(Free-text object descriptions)
----------------------------------------
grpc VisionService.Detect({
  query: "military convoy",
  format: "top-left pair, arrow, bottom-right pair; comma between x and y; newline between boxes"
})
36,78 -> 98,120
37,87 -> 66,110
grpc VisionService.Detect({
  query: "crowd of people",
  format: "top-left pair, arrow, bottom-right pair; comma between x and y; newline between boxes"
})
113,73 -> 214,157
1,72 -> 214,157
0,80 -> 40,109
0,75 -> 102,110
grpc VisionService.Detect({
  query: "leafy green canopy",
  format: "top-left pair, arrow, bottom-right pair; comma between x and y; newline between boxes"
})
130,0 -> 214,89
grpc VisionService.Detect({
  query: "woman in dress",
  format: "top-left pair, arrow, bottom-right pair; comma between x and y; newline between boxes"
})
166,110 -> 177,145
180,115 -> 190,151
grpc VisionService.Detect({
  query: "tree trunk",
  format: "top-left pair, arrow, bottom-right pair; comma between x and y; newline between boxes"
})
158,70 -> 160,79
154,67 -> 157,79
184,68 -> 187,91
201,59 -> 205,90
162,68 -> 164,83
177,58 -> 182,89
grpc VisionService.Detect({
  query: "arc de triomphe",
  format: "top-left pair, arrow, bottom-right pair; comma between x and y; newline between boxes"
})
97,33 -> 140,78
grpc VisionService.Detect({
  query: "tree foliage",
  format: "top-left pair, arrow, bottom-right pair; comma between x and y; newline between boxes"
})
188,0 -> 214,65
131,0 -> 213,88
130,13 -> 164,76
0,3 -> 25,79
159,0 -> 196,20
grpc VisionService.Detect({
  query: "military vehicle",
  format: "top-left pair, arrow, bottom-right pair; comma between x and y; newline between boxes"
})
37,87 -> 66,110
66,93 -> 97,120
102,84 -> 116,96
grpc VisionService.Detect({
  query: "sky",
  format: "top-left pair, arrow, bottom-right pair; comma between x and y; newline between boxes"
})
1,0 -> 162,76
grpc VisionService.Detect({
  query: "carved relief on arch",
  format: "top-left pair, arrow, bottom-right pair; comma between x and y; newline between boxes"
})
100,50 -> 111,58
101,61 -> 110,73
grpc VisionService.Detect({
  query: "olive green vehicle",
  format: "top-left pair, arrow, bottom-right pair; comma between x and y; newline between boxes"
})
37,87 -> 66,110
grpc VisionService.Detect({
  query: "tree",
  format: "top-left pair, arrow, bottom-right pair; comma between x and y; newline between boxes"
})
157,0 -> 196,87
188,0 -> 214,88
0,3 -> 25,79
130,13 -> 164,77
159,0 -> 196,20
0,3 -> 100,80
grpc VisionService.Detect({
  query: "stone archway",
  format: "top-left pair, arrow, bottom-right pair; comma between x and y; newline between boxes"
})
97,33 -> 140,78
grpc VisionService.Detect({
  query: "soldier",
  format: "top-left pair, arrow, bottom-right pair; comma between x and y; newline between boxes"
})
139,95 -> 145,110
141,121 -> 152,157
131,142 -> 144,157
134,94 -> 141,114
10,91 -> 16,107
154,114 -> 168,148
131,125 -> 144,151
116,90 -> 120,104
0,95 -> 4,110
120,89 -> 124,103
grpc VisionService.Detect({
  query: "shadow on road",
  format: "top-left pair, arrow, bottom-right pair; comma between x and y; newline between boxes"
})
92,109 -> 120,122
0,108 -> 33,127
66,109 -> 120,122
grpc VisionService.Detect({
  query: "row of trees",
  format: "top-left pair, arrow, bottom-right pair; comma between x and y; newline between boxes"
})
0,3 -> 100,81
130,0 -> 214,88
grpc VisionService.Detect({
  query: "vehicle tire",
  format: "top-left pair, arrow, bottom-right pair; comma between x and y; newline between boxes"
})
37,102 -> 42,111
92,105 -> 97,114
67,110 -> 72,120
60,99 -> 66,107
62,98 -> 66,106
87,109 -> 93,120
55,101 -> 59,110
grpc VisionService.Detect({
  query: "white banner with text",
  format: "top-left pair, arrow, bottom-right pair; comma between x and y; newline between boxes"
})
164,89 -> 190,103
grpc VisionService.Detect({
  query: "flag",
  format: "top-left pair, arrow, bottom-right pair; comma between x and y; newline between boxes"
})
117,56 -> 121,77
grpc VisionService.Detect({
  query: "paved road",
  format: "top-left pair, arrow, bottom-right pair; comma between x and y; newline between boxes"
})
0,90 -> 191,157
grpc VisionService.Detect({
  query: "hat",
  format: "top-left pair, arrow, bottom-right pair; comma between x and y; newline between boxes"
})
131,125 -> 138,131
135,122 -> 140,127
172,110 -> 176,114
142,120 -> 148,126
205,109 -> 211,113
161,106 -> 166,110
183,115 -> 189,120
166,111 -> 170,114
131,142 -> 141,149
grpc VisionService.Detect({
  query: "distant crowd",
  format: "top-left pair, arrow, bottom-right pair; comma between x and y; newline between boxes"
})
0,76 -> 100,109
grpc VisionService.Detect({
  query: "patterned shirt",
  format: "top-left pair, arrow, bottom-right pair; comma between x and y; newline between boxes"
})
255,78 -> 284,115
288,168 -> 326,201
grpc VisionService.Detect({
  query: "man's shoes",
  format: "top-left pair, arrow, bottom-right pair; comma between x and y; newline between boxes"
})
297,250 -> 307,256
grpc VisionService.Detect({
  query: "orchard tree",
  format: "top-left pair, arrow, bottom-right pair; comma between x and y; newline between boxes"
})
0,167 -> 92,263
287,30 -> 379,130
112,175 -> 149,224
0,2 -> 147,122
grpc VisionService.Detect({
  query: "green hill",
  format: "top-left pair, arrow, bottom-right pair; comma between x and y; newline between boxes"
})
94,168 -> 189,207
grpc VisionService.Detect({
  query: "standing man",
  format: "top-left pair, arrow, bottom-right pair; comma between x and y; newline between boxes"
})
----------------------------------------
Goal of the exercise: Repeat the data precisely, reproducing every entry.

Reply:
grpc VisionService.Detect({
  query: "military convoy",
  format: "top-left pair, arrow, bottom-right pair; comma between x and y; newline between boxes"
})
36,78 -> 98,120
37,87 -> 66,110
grpc VisionService.Detect({
  query: "crowd of people",
  format: "top-left pair, arrow, bottom-right pair; comma between x and y; newline between boxes"
})
113,73 -> 214,157
1,72 -> 214,157
0,80 -> 40,109
0,75 -> 102,110
grpc VisionService.Detect({
  query: "leafy green canopy",
  format: "top-left pair, arrow, bottom-right pair; comma between x and y; newline between boxes"
})
130,0 -> 214,89
grpc VisionService.Detect({
  query: "woman in dress",
  format: "top-left pair, arrow, bottom-right pair; comma between x and y; newline between boxes"
})
166,110 -> 177,145
180,115 -> 190,151
grpc VisionService.Detect({
  query: "tree trunk",
  format: "top-left pair, arrow, bottom-right pair; comma between x and y; newline between boxes"
})
158,70 -> 160,79
154,67 -> 157,79
184,68 -> 187,91
201,59 -> 205,90
162,68 -> 164,83
177,58 -> 182,89
grpc VisionService.Detect({
  query: "arc de triomphe",
  format: "top-left pair, arrow, bottom-right pair; comma between x and y; newline between boxes"
})
97,33 -> 140,78
grpc VisionService.Detect({
  query: "tree foliage",
  format: "top-left pair, arrow, bottom-right pair; comma between x and y; newline between boxes"
})
188,0 -> 214,65
131,0 -> 213,88
130,13 -> 164,76
0,3 -> 25,79
159,0 -> 196,20
grpc VisionService.Detect({
  query: "military vehicle",
  format: "top-left pair, arrow, bottom-right pair; comma between x and y; newline between boxes"
})
37,87 -> 66,110
66,93 -> 97,120
102,84 -> 116,96
grpc VisionService.Detect({
  query: "sky",
  format: "top-left pair, arrow, bottom-right pair; comma between x and y; newline between boxes"
})
1,0 -> 162,76
grpc VisionService.Detect({
  query: "carved relief on arch",
  format: "top-left pair, arrow, bottom-right pair; comma between x and y; newline between boxes"
})
100,50 -> 111,58
101,61 -> 110,73
grpc VisionService.Detect({
  query: "olive green vehicle",
  format: "top-left pair, arrow, bottom-right pair; comma between x and y; newline between boxes"
})
37,87 -> 66,110
grpc VisionService.Detect({
  query: "tree",
  format: "top-left pair, arrow, bottom-right pair; comma between x and y; newline between boxes"
})
157,0 -> 196,87
188,0 -> 214,88
0,3 -> 25,79
130,13 -> 164,77
159,0 -> 196,20
0,3 -> 100,80
grpc VisionService.Detect({
  query: "stone archway",
  format: "top-left pair, arrow, bottom-right pair; comma between x and y; newline between boxes"
})
97,33 -> 140,78
grpc VisionService.Detect({
  query: "soldier",
  format: "top-left pair, arrow, bottom-right pair; comma between x and y; newline between boxes"
})
139,95 -> 145,110
141,121 -> 152,157
131,142 -> 144,157
134,94 -> 141,114
10,91 -> 16,107
154,114 -> 168,148
131,125 -> 144,151
116,90 -> 120,104
0,95 -> 4,110
120,89 -> 124,103
grpc VisionService.Detect({
  query: "shadow on road",
  format: "top-left pair, arrow, bottom-right pair; comma between x and y; newline between boxes"
})
92,109 -> 120,122
0,108 -> 33,127
66,109 -> 120,122
grpc VisionService.Detect({
  query: "row of trees",
  format: "top-left pair, arrow, bottom-right pair; comma between x and y; newline between boxes"
})
0,3 -> 100,81
130,0 -> 214,88
grpc VisionService.Detect({
  query: "vehicle tire",
  format: "top-left pair, arrow, bottom-right pair; comma between x and y; newline between boxes"
})
37,102 -> 42,111
92,105 -> 97,114
67,110 -> 72,120
60,99 -> 66,107
62,98 -> 66,106
87,109 -> 93,120
55,101 -> 59,110
grpc VisionService.Detect({
  query: "white banner with text",
  format: "top-left pair, arrow, bottom-right pair; comma between x and y; newline between boxes"
})
164,89 -> 190,103
grpc VisionService.Detect({
  query: "flag",
  format: "top-left pair, arrow, bottom-right pair; comma between x and y; newline between boxes"
})
117,56 -> 121,77
grpc VisionService.Detect({
  query: "paved road",
  format: "top-left pair, arrow, bottom-right pair; comma between x and y; newline between boxes"
})
0,90 -> 191,157
grpc VisionService.Detect({
  query: "hat",
  format: "top-left pair, arrow, bottom-right pair; comma between x and y; newline between boxes"
})
131,125 -> 138,131
135,122 -> 140,127
172,110 -> 176,114
142,120 -> 148,126
205,109 -> 211,113
161,106 -> 166,110
183,115 -> 189,120
166,111 -> 170,114
131,142 -> 141,149
grpc VisionService.Detect({
  query: "distant crowd",
  format: "top-left pair, arrow, bottom-right pair; comma between x and y; newline between boxes"
})
0,76 -> 100,109
grpc VisionService.Detect({
  query: "patterned shirt",
  format: "top-left pair, arrow, bottom-right pair; comma between x and y; newline between boxes"
})
255,78 -> 284,115
288,168 -> 326,201
grpc VisionService.Detect({
  query: "man's shoes",
  format: "top-left pair, arrow, bottom-right pair; comma between x and y; newline between boxes"
})
297,250 -> 307,256
grpc VisionService.Detect({
  query: "orchard tree",
  format: "top-left pair, arrow, bottom-right pair; comma between x and y; newline between boxes"
})
0,167 -> 92,263
287,30 -> 379,130
112,175 -> 149,224
0,2 -> 147,122
grpc VisionService.Detect({
  query: "green hill",
  format: "top-left pair, arrow, bottom-right pair; comma between x and y; newline between boxes"
})
94,168 -> 189,207
grpc VisionService.Detect({
  query: "standing man",
  format: "top-left pair, arrow, bottom-right pair; comma between x and y; newline between boxes"
})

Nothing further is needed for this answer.